_What you should do_:
From the listing below, set down exactly the lines between the one holding "Annotation guideline: every instance of the green" and the one holding "Annotation guideline: every instance of the garlic clove", inclusive. No other line is wanted.

+===+

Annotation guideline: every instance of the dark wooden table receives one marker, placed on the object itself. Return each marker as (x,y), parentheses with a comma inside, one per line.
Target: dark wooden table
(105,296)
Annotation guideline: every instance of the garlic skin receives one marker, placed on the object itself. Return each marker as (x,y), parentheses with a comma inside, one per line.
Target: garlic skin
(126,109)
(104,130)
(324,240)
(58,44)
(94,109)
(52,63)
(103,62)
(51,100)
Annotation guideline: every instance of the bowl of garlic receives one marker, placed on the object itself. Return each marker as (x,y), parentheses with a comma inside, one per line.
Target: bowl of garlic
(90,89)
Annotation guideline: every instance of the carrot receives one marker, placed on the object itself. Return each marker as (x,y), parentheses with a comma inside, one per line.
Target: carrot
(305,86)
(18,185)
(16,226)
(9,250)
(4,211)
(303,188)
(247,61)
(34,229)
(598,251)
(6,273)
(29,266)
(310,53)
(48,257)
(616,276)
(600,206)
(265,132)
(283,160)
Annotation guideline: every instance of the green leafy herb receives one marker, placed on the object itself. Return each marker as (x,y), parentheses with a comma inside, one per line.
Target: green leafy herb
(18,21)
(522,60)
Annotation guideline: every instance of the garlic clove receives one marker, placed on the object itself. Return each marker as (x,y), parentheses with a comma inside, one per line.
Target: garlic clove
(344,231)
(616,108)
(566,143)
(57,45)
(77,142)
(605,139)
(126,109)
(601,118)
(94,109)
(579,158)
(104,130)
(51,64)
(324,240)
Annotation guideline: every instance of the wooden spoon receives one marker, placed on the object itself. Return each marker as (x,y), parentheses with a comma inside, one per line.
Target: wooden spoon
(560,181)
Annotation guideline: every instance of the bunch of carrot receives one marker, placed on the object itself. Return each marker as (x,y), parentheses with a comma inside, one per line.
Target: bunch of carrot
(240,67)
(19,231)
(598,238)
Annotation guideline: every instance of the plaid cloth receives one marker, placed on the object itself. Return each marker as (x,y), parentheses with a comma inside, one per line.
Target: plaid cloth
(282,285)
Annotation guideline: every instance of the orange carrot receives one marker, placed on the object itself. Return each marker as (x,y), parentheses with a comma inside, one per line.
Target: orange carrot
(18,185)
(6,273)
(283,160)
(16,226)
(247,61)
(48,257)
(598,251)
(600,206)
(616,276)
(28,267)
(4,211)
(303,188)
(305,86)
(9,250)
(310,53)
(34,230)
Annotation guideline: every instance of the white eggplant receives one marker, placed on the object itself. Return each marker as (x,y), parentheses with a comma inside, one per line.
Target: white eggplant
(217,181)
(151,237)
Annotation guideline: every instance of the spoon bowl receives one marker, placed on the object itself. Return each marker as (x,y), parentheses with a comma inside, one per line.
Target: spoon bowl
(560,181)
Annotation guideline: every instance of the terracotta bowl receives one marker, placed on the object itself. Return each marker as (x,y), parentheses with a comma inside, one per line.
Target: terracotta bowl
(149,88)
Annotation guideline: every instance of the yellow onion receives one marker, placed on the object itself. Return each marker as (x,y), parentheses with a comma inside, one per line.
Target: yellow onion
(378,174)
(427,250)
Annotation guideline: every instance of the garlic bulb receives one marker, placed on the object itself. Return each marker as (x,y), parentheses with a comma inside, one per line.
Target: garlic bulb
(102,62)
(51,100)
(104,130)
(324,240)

+===+

_Output below_:
Annotation guideline: every instance of the green leafy herb receives one marker, placed on the object itself. Return each marker as (x,y), parentheses with a comma inside, one per line.
Target: green leafy herb
(18,21)
(522,60)
Annotation guideline: every instance of the garlic clove receives one marker, placed on the object itself. Return each marker as (x,y), parentheses with a comma inside, one per line.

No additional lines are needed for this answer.